» AIM: Copy out the data exactly, leaving the pictures behind.
** start MATERIALS PROVIDED **
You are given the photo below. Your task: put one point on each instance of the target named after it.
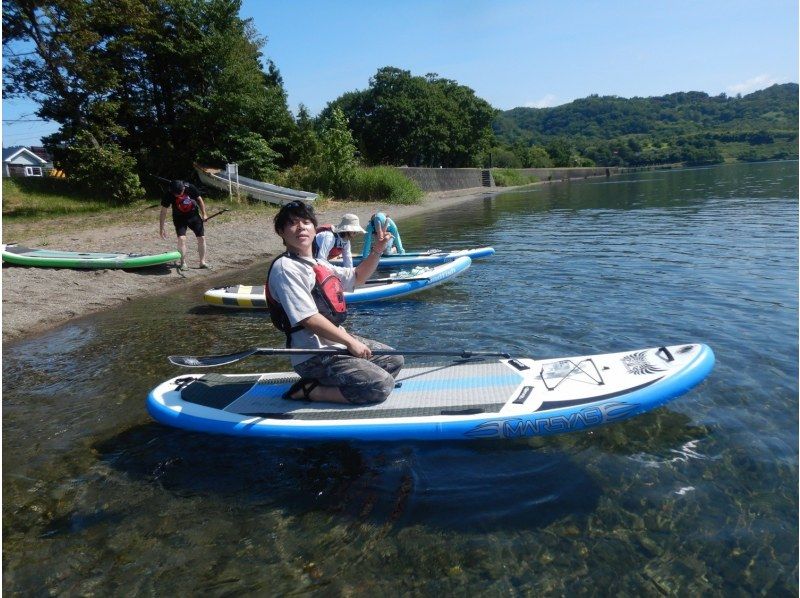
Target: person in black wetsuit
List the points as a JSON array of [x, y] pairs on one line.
[[188, 212]]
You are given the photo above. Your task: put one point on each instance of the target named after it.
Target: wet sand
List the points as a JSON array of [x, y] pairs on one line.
[[37, 299]]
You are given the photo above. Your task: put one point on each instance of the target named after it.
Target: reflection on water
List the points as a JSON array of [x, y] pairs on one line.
[[699, 497]]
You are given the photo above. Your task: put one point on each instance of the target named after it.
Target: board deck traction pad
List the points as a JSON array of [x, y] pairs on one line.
[[485, 390]]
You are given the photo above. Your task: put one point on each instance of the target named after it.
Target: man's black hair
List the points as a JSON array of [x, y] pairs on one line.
[[176, 186], [294, 209]]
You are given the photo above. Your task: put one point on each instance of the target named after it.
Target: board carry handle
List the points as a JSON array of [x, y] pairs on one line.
[[668, 356], [207, 361]]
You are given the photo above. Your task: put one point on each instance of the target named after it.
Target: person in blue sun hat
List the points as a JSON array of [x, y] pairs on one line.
[[380, 221]]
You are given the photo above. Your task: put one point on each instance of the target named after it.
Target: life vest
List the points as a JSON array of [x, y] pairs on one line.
[[327, 292], [185, 204], [337, 245]]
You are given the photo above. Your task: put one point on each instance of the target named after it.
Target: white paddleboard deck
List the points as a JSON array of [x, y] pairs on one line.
[[463, 399]]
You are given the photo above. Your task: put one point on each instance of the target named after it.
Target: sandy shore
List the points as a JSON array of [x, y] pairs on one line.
[[37, 299]]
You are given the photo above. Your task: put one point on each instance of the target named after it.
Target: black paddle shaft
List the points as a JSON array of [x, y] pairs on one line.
[[207, 361]]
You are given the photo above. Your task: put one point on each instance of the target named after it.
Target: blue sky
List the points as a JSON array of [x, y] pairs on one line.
[[517, 53]]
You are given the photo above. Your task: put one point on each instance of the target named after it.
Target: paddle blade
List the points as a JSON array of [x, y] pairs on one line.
[[208, 361]]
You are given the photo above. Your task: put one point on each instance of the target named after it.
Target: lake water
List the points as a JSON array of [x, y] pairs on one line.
[[697, 497]]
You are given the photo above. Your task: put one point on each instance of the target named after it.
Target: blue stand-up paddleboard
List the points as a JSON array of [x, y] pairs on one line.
[[431, 257], [459, 400], [401, 285]]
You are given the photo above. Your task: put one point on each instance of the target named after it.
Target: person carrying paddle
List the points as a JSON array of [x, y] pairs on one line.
[[306, 301], [188, 211], [377, 221], [334, 241]]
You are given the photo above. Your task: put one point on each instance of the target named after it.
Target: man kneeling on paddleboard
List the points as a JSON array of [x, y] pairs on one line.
[[306, 301]]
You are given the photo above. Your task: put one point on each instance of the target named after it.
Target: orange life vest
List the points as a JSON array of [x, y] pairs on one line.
[[328, 295]]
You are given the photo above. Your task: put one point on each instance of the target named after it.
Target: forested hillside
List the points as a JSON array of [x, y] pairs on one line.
[[690, 127]]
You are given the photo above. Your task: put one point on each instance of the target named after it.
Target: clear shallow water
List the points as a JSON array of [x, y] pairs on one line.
[[698, 496]]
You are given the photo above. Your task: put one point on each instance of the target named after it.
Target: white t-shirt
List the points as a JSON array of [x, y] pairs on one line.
[[290, 284]]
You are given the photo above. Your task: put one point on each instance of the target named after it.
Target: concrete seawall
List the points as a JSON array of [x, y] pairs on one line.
[[447, 179]]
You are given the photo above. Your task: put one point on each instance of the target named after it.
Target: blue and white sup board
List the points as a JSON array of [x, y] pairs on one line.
[[399, 285], [430, 257], [460, 400]]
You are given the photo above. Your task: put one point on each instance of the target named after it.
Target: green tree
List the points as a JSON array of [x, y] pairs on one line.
[[167, 81], [337, 157], [537, 157], [560, 151], [402, 119]]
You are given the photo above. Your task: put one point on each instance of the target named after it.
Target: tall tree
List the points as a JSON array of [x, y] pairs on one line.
[[417, 121], [168, 81]]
** end MATERIALS PROVIDED **
» THE RESPONSE:
You are given the photo below. Your task: put one point on each instance of the target named after it.
Target: person in black wetsuit
List the points as a JSON array of [x, y] pairs on one line.
[[188, 212]]
You are given the photo above. Your task: put one point on each instance of the target named after it.
Target: wet sand
List the points as a JSON array of [x, y] pairs on one line.
[[37, 299]]
You are given the photo above. Your task: put one point on each instance of the target named after it.
Target: reflection on water
List the points as a JSON array of [x, y] pairs on one line.
[[699, 497]]
You are given the photo above. Your task: put one point on each instance of the target named after it.
Target: board deck traction pad
List the points as a JSON array of [x, y] pairs on one line.
[[485, 390]]
You are given the photo above. Your task: put one point on each instance of the target named after it.
Target: man's black hair
List the points as a JSON array of [x, y] pairs on one line.
[[176, 186], [294, 209]]
You are given the photo above. Your task: put one point on each instance of the target named after it.
Target: board carry handle
List the points as a JSON array of [x, y] pairs on one line.
[[668, 356], [207, 361]]
You are given the photo above. Your task: put one point on each instance of the target named after it.
Target: person in blue sun hat
List the points as a JSON array of [x, y] pairs on one line.
[[380, 221]]
You are given the photo above. Your task: put one point on each instance of the target named after it.
Target: life vest
List the points as a JSON array of [x, y] pairs on one line.
[[327, 292], [185, 204], [337, 245]]
You are given the photo above. Your task: put one point on each instance of the target named after it.
Target: white paddleboard deck
List the points as a JSON array of [x, y] pairs on one line.
[[463, 399]]
You are given the photo above. Your task: put one point on each instance of the target named after it.
Target: sandy shore
List the points as a JSON array of [x, y] pairs on one line.
[[37, 299]]
You are given the photo above. Your task: put one point on each instance of the target named after it.
Target: black paddle shaft
List the points as a JSON array of [x, y] pairs on one line.
[[207, 361]]
You are given the photo above. Your task: put one point on each instance of the target named after it.
Target: blue sky
List the points as a JSON array of [x, y] pairs on one line.
[[517, 53]]
You are given the photo above. Your task: put one point on each instance of the target named after it.
Target: paddle blade
List the points as a JSON array of [x, y] pairs on one line.
[[208, 361]]
You are given the photo above. Your task: put one point on each instance of the target named after it.
Target: lake water
List the points as a JSON array of [x, y] pairs on one line.
[[697, 497]]
You are given the photo above. Your task: put one point on each instance of the target named after it.
Target: blue stand-up paddleboard
List the points as a JSON array of [x, y] pairs on one line.
[[431, 257], [459, 400], [401, 285]]
You are given the photo above. Your task: put one point on each instance of the target named after it.
Target: person carrying paddle
List the points as a JSON array of [x, y] pairs on one line.
[[306, 301], [188, 211], [377, 221], [334, 241]]
You are given the photo above. Your task: put one point on each instance of the target named after it.
Target: man kneeling on paddleboard
List the points as a JSON array of [x, y] pairs on one line.
[[306, 301]]
You are given the photo above. Your task: put one point on each instance of the target named after it.
Target: orange life vest
List the points as a JSON array of [x, y] pairs on one line.
[[328, 295]]
You are given the photo above. Your task: put one point on each instance of the target named after it.
Target: forested hillside
List the points as a JSON array of [x, y] pairs on one line.
[[690, 127]]
You are given the photo above. Your task: put one point on each instance of the target named after it.
Target: clear shallow water
List the points as a JSON array of [x, y] pairs on one line.
[[698, 496]]
You are given the photo above. Your task: put one point on each instance of the target named after it.
Target: white t-shirt
List the points as a JSON array of [x, y] pairs on one line.
[[290, 284]]
You are given the photo above. Your task: put one point on each instance of the target named after it.
Target: concrete seawall
List the points as a JSON array of [x, y] pairs on one line.
[[447, 179]]
You are given the photo above. Your task: put one point on each instance of the target named after it.
Target: blue and white sup board
List the points as a JSON array of [x, y] pairs on one line.
[[399, 285], [430, 257], [460, 400]]
You are given the photo above. Your task: put one point on each instance of the target named after it.
Target: green tree
List the points as a JSON array of [x, y] pairs on one line.
[[167, 81], [337, 157], [537, 157], [560, 151], [402, 119]]
You are given the photo above. Your task: put one point on each instance of the target named after it.
Target: tall tree
List the points as a JSON array of [x, y] pairs on one line.
[[417, 121], [168, 81]]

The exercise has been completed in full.